Aboriginal and Torres Strait Islander peak organisations, legal services and human rights organisations have slammed the decision of the Morrison Government and Pauline Hanson’s One Nation Party, with the abstention of the Centre Alliance in the Senate giving the government the numbers, to pass its Cashless Debit Card legislation and continue punitive, discriminatory and harmful scheme.
The amendments do nothing to improve the lives of people on social security payments in the Northern Territory. Instead they will only create confusion and continue paternalistic compulsory income control in the Northern Territory, but now with two concurrent schemes – the Basics Card and the Cashless Debit Card.
We collectively condemn the decision as a step backwards when it comes to aspirations of Closing the Gap, and a disappointing reflection of the long way we have to go before First Nations voices and the wishes and experiences of Aboriginal and Torres Strait Islander communities are heard by decision-makers in Parliament House.

---

▶ [Exercise requirements]
1. Transcribe, word for word, the stretch of the Cashless Debit Card statement from "The amendments do" through "Cashless Debit Card.".
2. Write the next part of the Cashless Debit Card statement, picking up after its final sentence.
The rows that come after the Cashless Debit Card statement have no connection to it.

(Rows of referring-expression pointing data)

---

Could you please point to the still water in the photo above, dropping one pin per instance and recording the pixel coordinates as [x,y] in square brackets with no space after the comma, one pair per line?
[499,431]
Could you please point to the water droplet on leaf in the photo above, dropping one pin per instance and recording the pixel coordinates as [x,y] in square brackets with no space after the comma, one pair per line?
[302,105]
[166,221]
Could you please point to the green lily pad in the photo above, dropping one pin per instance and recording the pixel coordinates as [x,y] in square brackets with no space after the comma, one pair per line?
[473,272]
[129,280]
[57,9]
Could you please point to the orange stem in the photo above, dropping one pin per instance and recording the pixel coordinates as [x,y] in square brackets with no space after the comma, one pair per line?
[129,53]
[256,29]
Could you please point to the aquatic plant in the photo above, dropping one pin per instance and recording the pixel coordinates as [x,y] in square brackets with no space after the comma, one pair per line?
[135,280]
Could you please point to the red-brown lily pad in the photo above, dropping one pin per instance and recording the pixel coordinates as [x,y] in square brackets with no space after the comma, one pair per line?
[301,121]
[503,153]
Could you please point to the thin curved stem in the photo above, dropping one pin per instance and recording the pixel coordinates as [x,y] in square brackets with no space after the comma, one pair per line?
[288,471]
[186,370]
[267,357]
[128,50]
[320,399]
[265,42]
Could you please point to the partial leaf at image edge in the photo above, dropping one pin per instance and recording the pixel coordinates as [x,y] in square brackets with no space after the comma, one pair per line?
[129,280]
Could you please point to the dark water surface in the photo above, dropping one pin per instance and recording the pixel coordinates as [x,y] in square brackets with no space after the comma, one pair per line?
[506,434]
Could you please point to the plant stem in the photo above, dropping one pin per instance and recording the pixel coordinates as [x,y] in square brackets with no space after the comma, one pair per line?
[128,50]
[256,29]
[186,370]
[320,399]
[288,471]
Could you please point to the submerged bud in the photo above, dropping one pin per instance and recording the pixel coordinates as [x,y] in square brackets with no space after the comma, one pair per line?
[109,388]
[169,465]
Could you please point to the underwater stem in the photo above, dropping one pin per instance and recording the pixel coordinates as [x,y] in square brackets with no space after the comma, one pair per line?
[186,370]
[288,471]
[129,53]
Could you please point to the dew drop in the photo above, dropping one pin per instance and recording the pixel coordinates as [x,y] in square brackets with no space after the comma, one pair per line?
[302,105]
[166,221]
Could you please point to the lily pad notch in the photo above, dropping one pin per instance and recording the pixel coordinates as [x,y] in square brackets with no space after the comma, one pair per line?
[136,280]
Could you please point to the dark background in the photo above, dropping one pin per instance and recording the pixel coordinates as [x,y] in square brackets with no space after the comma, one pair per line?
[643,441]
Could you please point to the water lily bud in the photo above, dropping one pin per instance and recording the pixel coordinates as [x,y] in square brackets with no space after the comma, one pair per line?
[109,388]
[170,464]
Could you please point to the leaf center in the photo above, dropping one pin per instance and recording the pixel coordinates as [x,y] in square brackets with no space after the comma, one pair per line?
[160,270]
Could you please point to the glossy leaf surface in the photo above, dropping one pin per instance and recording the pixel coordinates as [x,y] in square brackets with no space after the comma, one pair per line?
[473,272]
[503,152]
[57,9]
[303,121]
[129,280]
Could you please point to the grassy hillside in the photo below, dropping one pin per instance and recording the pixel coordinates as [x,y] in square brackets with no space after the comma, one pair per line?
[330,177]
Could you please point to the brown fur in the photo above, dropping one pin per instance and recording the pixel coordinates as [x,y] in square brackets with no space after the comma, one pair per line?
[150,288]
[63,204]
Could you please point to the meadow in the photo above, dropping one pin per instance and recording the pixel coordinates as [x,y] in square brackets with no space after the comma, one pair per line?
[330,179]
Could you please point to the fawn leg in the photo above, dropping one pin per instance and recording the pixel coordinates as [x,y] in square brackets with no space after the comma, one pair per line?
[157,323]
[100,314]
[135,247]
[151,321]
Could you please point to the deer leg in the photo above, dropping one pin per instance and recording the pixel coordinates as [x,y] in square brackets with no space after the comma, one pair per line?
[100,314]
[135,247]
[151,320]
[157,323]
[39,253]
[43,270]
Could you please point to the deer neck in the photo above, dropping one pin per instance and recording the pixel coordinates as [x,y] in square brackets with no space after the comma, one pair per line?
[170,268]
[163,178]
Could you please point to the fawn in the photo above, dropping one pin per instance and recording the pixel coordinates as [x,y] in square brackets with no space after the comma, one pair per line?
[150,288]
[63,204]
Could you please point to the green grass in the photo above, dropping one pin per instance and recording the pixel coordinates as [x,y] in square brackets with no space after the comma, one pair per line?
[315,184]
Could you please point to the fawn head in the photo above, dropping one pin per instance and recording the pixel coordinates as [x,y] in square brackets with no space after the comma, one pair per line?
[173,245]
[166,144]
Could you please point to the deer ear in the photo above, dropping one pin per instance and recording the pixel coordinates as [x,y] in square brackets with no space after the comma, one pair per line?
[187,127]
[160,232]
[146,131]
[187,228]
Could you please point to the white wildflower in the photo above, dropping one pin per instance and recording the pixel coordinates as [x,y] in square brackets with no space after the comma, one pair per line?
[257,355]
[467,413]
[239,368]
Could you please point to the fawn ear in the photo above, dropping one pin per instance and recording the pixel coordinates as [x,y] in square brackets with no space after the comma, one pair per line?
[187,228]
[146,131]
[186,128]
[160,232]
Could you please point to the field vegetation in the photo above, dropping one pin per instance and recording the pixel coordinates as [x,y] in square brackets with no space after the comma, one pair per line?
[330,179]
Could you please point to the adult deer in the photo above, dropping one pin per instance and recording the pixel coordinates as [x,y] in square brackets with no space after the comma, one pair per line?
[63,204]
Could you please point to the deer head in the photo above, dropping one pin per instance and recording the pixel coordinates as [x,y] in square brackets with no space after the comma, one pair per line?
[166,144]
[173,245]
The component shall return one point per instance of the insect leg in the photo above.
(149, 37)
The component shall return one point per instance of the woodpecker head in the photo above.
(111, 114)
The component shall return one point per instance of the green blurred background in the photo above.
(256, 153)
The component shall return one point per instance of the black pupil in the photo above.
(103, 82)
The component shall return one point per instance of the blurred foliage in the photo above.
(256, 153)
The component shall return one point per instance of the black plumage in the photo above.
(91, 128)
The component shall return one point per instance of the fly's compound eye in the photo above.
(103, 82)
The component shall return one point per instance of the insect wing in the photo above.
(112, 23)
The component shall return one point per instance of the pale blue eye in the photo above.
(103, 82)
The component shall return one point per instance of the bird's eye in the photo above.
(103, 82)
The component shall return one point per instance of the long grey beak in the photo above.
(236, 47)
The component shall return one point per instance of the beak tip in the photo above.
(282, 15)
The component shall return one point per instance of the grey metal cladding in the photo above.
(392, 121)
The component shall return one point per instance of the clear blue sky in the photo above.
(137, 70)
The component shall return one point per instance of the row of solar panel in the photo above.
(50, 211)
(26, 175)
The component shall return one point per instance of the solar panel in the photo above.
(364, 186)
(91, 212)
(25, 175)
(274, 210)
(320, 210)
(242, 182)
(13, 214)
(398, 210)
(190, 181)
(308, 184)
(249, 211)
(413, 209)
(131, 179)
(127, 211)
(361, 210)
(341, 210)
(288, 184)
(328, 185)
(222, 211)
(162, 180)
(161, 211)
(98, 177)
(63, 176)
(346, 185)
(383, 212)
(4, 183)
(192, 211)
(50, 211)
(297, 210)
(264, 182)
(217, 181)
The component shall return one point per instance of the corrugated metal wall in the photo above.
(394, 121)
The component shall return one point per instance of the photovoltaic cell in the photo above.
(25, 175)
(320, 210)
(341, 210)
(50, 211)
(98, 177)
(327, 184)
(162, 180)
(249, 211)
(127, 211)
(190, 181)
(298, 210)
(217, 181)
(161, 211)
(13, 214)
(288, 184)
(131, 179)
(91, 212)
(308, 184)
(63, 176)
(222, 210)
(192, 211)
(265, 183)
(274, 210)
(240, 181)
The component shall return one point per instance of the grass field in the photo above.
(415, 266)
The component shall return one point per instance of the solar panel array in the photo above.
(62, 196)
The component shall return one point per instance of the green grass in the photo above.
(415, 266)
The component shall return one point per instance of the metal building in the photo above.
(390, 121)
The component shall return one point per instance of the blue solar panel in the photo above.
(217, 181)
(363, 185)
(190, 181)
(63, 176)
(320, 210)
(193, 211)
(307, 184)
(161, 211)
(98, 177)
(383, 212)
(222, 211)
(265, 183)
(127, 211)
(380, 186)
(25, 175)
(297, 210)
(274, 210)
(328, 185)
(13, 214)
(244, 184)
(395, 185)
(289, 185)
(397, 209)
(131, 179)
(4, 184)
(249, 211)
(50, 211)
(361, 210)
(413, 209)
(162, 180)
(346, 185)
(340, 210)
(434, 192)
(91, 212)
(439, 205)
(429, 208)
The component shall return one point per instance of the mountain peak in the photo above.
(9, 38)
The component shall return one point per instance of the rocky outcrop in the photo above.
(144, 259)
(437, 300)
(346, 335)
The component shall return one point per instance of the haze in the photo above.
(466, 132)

---

▶ [Responses by item number]
1.
The amendments do nothing to improve the lives of people on social security payments in the Northern Territory. Instead they will only create confusion and continue paternalistic compulsory income control in the Northern Territory, but now with two concurrent schemes – the Basics Card and the Cashless Debit Card.

2.
Cheryl Axleby, Change The Record Co-Chair:
“For thirteen years compulsory income management has denied Aboriginal and Torres Strait Islander peoples the same basic rights as everyone else – to make decisions about their own money, and their own lives. It is devastating to have this legacy of paternalistic and discriminatory policy-making continued with the Cashless Debit Card. We call on the Morrison Government, Centre Alliance and all members of Parliament to start walking the walk if they are genuine about Closing the Gap, and start listening to First Nations peoples and our communities.”
Priscilla Atkins, NATSILS Co-Chair:
“The fact that the racially discriminatory Cashless Debit Card Bill was continued without conclusive evidence of its effectiveness, following a completely inadequate consultation process is deeply concerning. This Bill will have harmful and damaging consequences for our people, is in direct conflict with the Closing the Gap agreement and should have been abolished in favour of Aboriginal community-controlled and led solutions and services.”
Nolan Hunter, Amnesty International Australia Indigenous Rights Lead:
“It’s hard to understand how we will ever get closer to First Nations people having their human rights respected when governments continue to treat us like second-class citizens. The CDC is dehumanising and attempts, unsuccessfully, to treat the symptoms of colonialism and dispossession.
“What we need from Government is to trust Aboriginal and Torres Strait Islanders to know what’s best for us and to support us in community-led solutions.”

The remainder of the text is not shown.